ACTION ITEM ▸
Transcribe each entry exactly; skip the images.

───

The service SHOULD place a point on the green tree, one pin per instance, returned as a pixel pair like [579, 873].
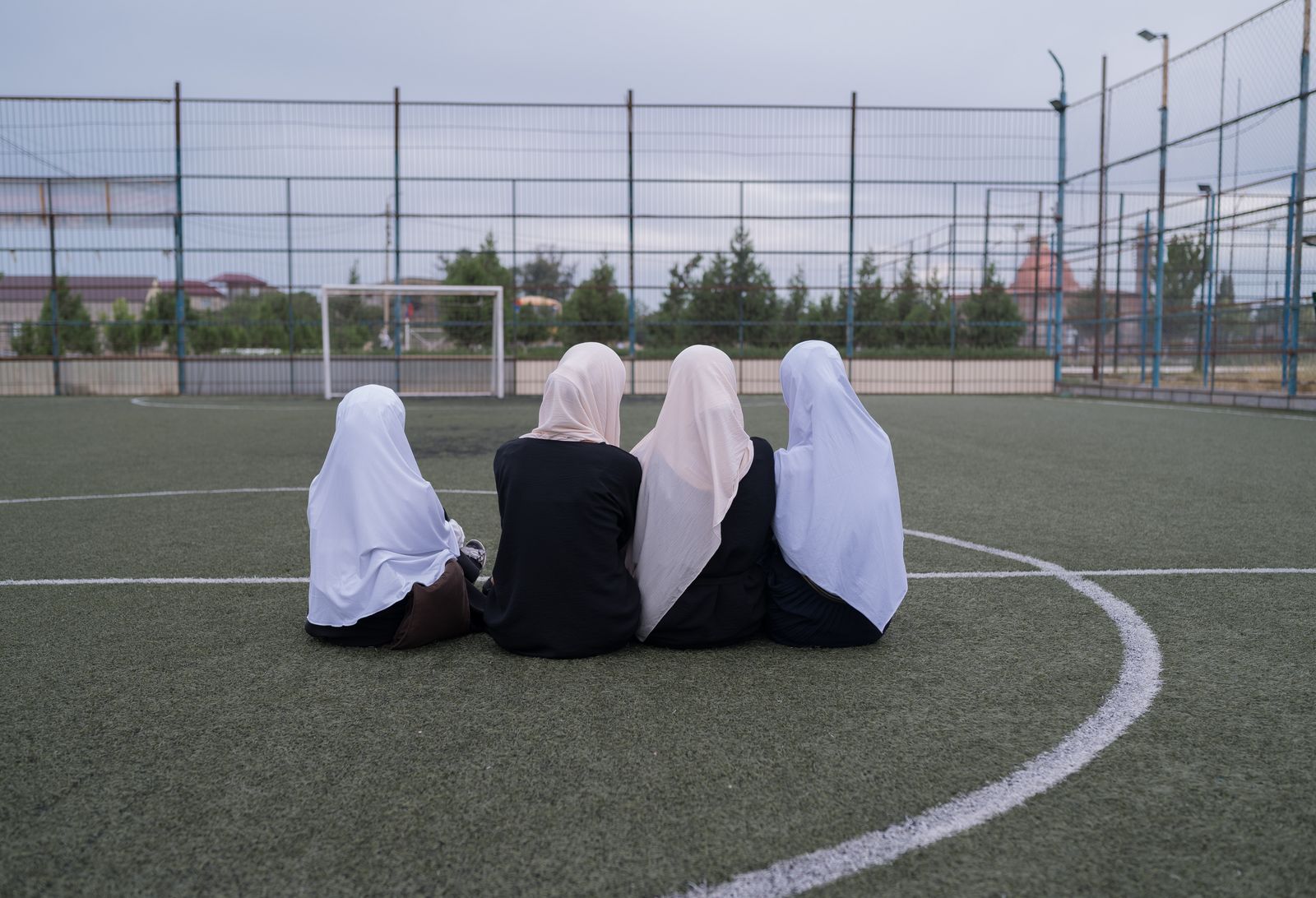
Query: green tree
[1186, 260]
[596, 310]
[76, 335]
[158, 320]
[928, 320]
[827, 322]
[666, 326]
[794, 312]
[734, 289]
[991, 317]
[546, 274]
[470, 322]
[120, 328]
[874, 311]
[1232, 320]
[907, 293]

───

ANSWER SECTION ▸
The service SHOULD place a point on the green tree, one pin per instance, returned as a pixel pair like [579, 873].
Query: green tree
[1186, 260]
[596, 310]
[76, 335]
[158, 320]
[928, 320]
[827, 322]
[666, 326]
[794, 312]
[734, 289]
[991, 317]
[546, 274]
[470, 322]
[120, 328]
[874, 311]
[1232, 320]
[907, 293]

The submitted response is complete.